> **課題**
• 1. 演習用データのうち、「Where can you see the car」を含む行から最後の行までを、尋ねる文も含めてすべて書き直してください。その際、答えの座標の数値は0.95倍して縮め、四捨五入で整数にしてください。
• 2. フルブライト研究員としての留学体験記の続きを書いてください。

> **抜粋した文章**
_ _ _

フルブライトストーリー

No.54 中地幸

ハワイ島に住む友人たちとピクニック

海外で自分の知識を使って貢献したい——アメリカの多様な文化を吸収し、人々との交流を広げる

黒人大学Central State Universityでの講義(2009年)
ハワイ島ハイキング

「ただ学ぶだけではなく自分の文化的知識も生かして、アメリカのアカデミズムに貢献できるような研究をしたい」。20世紀アメリカのモダニズム文学を研究する中で、俳句や浮世絵など日本文化がどのようにアメリカで受容されてきたのかに興味を持つようになった。大学の教員をしながらサバティカルを利用して2009年度に半年間、2022年度には3カ月間と、2度フルブライト研究員として留学を経験した。

_ _ _

> **演習用データ**
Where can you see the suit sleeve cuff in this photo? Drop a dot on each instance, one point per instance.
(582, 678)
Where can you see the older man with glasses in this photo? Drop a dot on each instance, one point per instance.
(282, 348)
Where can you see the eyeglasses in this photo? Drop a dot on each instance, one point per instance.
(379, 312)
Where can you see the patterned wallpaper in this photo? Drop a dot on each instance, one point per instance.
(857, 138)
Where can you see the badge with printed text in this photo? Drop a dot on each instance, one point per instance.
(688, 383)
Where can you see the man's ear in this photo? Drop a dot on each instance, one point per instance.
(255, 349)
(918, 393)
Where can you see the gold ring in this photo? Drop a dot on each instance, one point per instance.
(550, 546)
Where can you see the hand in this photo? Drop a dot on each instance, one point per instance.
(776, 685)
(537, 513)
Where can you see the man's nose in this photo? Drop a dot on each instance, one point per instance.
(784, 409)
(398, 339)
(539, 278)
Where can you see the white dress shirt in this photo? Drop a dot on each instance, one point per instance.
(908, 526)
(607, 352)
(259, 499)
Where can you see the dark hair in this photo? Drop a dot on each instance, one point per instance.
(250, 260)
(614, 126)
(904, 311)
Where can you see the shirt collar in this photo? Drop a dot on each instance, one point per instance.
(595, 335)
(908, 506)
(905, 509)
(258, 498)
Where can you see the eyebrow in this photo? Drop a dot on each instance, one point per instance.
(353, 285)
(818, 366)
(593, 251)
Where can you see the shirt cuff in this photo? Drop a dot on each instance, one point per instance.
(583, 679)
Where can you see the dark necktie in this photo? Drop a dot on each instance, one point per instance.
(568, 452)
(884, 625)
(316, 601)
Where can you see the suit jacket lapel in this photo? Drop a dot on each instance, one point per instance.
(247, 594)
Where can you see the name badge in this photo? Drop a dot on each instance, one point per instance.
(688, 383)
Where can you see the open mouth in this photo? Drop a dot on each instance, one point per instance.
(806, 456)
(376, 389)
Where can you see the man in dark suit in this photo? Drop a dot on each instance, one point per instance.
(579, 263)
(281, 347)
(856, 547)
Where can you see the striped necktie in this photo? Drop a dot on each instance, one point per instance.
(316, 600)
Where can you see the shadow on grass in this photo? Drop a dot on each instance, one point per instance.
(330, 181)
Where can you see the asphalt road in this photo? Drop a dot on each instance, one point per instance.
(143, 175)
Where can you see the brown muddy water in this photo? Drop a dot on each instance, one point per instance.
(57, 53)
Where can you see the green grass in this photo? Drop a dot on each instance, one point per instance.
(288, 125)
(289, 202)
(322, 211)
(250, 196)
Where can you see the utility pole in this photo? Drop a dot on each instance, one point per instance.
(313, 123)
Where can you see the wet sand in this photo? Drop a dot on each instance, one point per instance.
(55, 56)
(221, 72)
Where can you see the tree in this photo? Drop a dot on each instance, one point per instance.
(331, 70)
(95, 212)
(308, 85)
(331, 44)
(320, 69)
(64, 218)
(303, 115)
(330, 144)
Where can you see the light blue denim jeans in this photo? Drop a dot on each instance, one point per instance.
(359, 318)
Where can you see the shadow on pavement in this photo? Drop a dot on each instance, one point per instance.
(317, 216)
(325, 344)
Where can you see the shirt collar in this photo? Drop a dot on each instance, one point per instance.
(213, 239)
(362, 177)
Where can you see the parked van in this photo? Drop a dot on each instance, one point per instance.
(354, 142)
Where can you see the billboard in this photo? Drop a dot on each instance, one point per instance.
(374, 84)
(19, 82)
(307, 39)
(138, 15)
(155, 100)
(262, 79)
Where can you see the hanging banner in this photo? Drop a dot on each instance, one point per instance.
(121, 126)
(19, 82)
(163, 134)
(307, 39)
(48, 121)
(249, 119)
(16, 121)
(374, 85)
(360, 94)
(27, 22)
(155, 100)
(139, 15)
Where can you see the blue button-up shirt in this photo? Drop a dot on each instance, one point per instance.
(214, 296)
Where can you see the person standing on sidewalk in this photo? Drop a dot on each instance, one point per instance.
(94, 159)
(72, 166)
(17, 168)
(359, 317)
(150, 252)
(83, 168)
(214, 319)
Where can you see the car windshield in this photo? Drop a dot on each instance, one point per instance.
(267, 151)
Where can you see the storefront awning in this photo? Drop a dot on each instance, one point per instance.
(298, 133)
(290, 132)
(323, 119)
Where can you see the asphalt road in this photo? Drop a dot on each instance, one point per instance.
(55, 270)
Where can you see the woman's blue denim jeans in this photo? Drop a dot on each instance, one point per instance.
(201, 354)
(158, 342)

_ _ _

> **課題ごとの解答**
• 1.
Where can you see the car windshield in this photo? Drop a dot on each instance, one point per instance.
(254, 143)
Where can you see the storefront awning in this photo? Drop a dot on each instance, one point per instance.
(283, 126)
(276, 125)
(307, 113)
Where can you see the asphalt road in this photo? Drop a dot on each instance, one point per instance.
(52, 257)
Where can you see the woman's blue denim jeans in this photo? Drop a dot on each instance, one point per instance.
(191, 336)
(150, 325)

• 2.
「1度目は New York University と University of California, Berkeley に3カ月ずつ行き、それぞれで違う知見を得られました。アメリカ中西部での留学経験があったので、そことは違う地域を見てみたいという希望も叶いました」。Fulbright Outreach Lecturing Fund(OLF)を利用し、歴史的黒人大学(HBCU)で講義も経験した。「1920年代のアフリカ系アメリカ人作家の研究を通して、多くのアフリカ系アメリカ人リーダーを輩出したHBCUに興味がありました。授業でそこの学生たちとの触れ合いができたのは、大きな成果でした」

今回2度目の留学では、「20世紀転換期のアメリカの浮世絵詩」の研究のために University of Hawaii, Manoa に滞在。「この大学のアメリカ研究学部の吉原真里先生の本に影響を受けたのが主な理由です。アメリカの様々な文化を包括的に理解するためにも、今回はハワイという地域を選びました」。ハワイの伝統文化や日系人に関しても多くの興味が湧いた。「ハワイでは言葉が、英語に加えてハワイ語で表記されていることが多いんです。そのことから、地元の人々はポリネシアのアイデンティティを強く持っていると感じました」。留学中、ホクレアという古代ポリネシアの伝統航海カヌーのことを知り、その船に乗って移住してきたハワイアンのルーツも調べた。「エスニック・マイノリティ文学の研究をしてきましたが、これまでポリネシア文化にはあまり目配りができていなかったと気がつきました」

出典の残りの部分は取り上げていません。